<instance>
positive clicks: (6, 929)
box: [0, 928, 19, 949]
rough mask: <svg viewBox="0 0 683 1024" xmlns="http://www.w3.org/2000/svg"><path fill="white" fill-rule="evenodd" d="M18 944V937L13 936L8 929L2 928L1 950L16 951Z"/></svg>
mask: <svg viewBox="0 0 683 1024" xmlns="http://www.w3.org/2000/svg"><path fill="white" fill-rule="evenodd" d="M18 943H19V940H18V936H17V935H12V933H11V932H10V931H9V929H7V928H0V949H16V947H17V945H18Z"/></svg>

The problem: Copy all of the data above line for line, changing nothing.

Response:
<instance>
positive clicks: (6, 929)
box: [0, 928, 19, 949]
rough mask: <svg viewBox="0 0 683 1024" xmlns="http://www.w3.org/2000/svg"><path fill="white" fill-rule="evenodd" d="M18 944V937L13 936L8 929L2 928L1 950L16 951Z"/></svg>
mask: <svg viewBox="0 0 683 1024" xmlns="http://www.w3.org/2000/svg"><path fill="white" fill-rule="evenodd" d="M18 943H19V940H18V936H17V935H12V933H11V932H10V931H9V929H7V928H0V949H16V947H17V945H18Z"/></svg>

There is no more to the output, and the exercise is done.